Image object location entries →
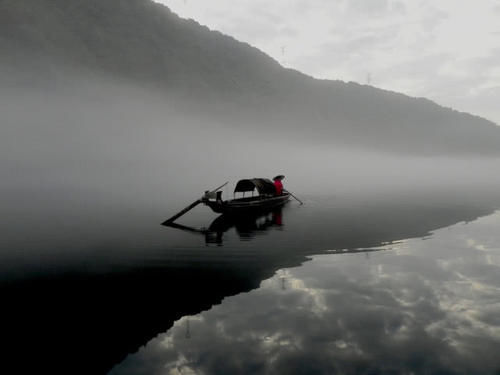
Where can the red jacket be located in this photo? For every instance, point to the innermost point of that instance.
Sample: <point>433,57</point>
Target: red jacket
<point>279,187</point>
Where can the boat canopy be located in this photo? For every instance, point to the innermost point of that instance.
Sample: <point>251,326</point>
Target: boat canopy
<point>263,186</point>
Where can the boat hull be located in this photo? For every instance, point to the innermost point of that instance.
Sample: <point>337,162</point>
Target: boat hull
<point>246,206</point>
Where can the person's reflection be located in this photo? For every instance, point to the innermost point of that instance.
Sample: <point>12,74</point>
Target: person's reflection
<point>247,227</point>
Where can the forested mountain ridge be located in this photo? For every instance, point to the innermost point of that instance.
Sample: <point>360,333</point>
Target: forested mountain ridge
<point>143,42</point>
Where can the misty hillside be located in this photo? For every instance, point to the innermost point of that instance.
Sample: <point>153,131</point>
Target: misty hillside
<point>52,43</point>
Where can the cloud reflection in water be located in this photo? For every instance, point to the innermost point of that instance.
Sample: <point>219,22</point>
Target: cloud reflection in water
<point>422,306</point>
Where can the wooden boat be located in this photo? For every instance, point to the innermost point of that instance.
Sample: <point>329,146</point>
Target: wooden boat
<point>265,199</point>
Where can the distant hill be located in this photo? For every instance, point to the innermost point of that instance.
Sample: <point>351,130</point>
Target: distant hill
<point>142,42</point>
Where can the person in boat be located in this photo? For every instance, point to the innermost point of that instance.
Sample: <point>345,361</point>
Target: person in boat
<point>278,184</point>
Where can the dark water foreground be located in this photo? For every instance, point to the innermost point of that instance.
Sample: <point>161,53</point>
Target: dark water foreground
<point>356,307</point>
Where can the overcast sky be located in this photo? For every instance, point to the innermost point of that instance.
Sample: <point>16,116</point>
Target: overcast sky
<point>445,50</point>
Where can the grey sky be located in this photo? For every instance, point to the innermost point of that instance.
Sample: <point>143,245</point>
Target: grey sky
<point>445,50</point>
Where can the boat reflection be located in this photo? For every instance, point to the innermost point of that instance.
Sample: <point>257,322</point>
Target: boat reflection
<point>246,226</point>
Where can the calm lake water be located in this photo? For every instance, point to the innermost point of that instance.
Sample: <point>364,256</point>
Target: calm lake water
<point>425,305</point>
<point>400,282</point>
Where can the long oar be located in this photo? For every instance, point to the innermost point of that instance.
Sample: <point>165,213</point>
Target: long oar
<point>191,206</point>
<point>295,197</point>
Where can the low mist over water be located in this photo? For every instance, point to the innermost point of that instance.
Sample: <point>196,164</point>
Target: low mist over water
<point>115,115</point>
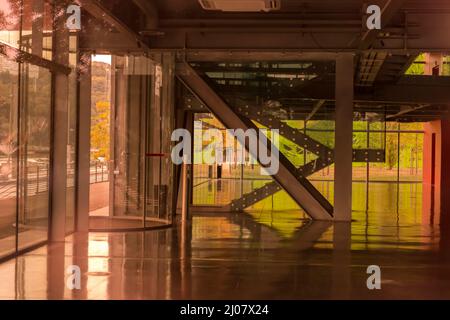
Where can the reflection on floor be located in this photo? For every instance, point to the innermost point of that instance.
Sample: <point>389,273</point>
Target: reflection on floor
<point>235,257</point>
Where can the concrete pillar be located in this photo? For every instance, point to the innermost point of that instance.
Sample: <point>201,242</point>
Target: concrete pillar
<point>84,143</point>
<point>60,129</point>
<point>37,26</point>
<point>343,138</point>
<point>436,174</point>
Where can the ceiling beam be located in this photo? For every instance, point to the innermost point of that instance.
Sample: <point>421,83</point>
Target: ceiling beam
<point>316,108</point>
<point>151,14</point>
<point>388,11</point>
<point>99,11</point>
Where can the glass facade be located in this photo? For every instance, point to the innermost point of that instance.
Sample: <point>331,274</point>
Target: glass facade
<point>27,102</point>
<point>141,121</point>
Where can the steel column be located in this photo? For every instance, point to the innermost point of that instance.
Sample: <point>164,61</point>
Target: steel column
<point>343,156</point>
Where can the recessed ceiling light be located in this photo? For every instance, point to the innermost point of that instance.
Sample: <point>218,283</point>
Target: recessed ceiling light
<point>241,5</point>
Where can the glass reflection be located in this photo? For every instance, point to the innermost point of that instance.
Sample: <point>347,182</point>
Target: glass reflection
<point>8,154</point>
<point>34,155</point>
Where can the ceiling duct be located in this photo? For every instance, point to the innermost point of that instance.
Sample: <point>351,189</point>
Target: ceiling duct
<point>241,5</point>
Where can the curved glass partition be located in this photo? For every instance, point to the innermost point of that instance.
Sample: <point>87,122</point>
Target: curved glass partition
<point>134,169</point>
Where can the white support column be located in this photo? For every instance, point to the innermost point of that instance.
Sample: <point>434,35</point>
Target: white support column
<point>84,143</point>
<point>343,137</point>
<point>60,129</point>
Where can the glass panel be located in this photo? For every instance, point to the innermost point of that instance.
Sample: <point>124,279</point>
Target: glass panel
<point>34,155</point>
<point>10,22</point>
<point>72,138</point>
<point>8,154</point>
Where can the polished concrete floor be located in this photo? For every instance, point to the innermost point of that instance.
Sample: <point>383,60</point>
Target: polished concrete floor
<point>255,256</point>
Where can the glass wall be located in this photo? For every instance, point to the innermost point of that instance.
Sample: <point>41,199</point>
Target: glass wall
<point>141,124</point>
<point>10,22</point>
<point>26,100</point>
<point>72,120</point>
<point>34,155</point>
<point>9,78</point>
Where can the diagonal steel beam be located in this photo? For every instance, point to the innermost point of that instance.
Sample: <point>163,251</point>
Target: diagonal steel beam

Set task → Update the lines starting at the one containing "Where can the glass panel" and ending at the one containing "<point>255,256</point>" by replacing "glass panel" with "window pane" and leaving everything else unchanged. Return only those lines.

In response →
Where can the window pane be located in this photo? For every instance, point to the innermost point of that instance.
Sample: <point>124,279</point>
Target: window pane
<point>34,155</point>
<point>10,22</point>
<point>72,138</point>
<point>8,154</point>
Where can the polished concrete floor be located in this photo? For every instance, point to the innermost point of that instance.
Sample: <point>383,60</point>
Target: polished concrete floor
<point>255,256</point>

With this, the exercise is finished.